◆ **Record extracts**
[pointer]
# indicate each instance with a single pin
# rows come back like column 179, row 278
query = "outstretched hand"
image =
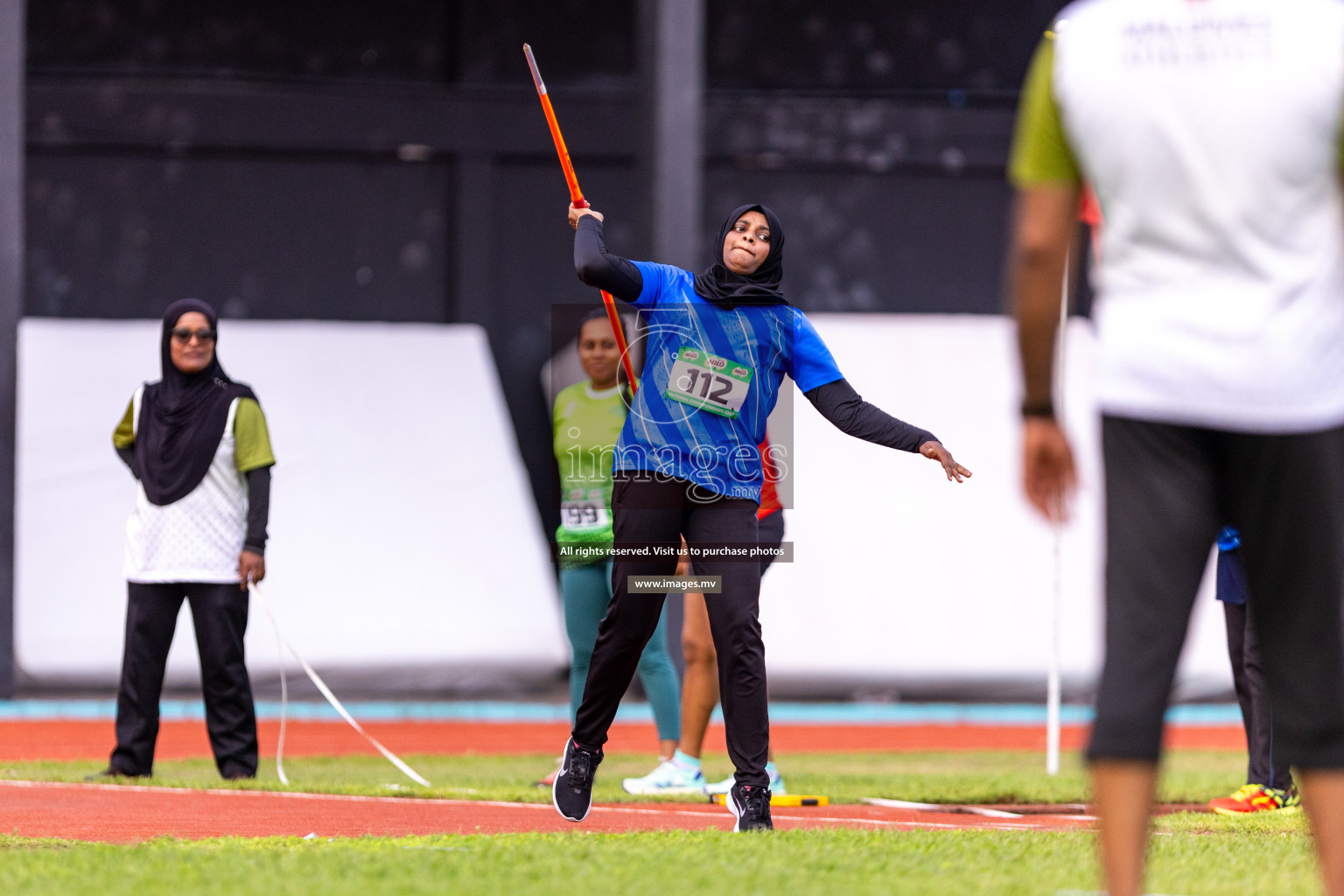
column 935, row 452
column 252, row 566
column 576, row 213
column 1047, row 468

◆ **What you have to do**
Make an exact copy of the listing above. Do not include the pictures.

◆ **Exercise output**
[pointer]
# indicate each instance with a single pin
# rows come back like column 179, row 278
query = "outstretched hand"
image =
column 935, row 452
column 252, row 566
column 576, row 213
column 1047, row 468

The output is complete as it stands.